# Testo di riferimento
::::::

La svolta: Argenziano è innocente?

La perizia dell’accusa ammette la possibilità che a causare il decesso possa essere stato il farmaco

«Il farmaco da solo avrebbe potuto causare danni importanti. Avrebbe potuto causare quell’azione meccanica in grado di far collassare le mucose». E causare la morte di Stefania Amalfi, 28 anni, morta nella notte tra il 25 e il 26 aprile 15 nella sua abitazione di via Conca d’Oro a Varese, dove viveva con il marito Alessandro Argenziano, 41 anni, a processo per l’omicidio della compagna. Per l’accusa Argenziano avrebbe ucciso la moglie inscenandone poi il suicidio.

Ieri, davanti alla Corte d’Assise presieduta da Orazio Muscato, i due consulenti di parte sono stati ascoltati in un contraddittorio. Le perizie di accusa e difesa confliggevano in modo inaccettabile per il giudice. Che ha quindi ordinato un faccia a faccia. Che ha visto il consulente della procura Marco Motta, rettificare, in qualche modo, quanto già dichiarato. Una dichiarazione che, se non scagiona del tutto Argenziano, ne alleggerisce di monto la posizione. Il medico legale ha ammesso che il farmaco assunto da Amalfi, che assolutamente era contro indicato per chi come lei soffriva di insufficienza respiratoria, da solo avrebbe potuto causare il collasso delle mucose che hanno causato il decesso.

::::::

# Elenco dei compiti
1. Secondo l'articolo sul processo ad Alessandro Argenziano, chi presiede la Corte d'Assise davanti alla quale sono stati ascoltati i due consulenti?
2. Prosegui l'articolo sul processo ad Alessandro Argenziano a partire dall'ultima frase riportata.

# Dati disponibili
::::::

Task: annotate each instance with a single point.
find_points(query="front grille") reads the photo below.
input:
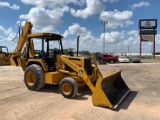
(87, 65)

::::::

# Le soluzioni
1. Orazio Muscato.

2.
In sintesi: il perito ha ammesso che Amalfi sarebbe potuta morire senza che nessuno la soffocasse manualmente. Soffocamento del quale non sono state trovate tracce evidenti. Insomma il farmaco da solo avrebbe potuto causare la reazione che ne ha cagionato la morte senza che il marito le premesse una mano o il piumone sul volto sino a soffocarla. La testimonianza riapre completamente il processo: non ci sono infatti prove che sia stato Argenziano a somministrare, o a farsi prescrivere, il farmaco letale per la moglie.

La testimonianza di fatto scagiona l’imputato se non saranno portate altre prove. Amalfi potrebbe avere assunto il farmaco di sua volontà uccidendosi. Quella di ieri potrebbe essere la svolta. C’è anche un messaggio di addio della suicida che per l’accusa sarebbe stato scritto sì da Amalfi ma sotto costrizione.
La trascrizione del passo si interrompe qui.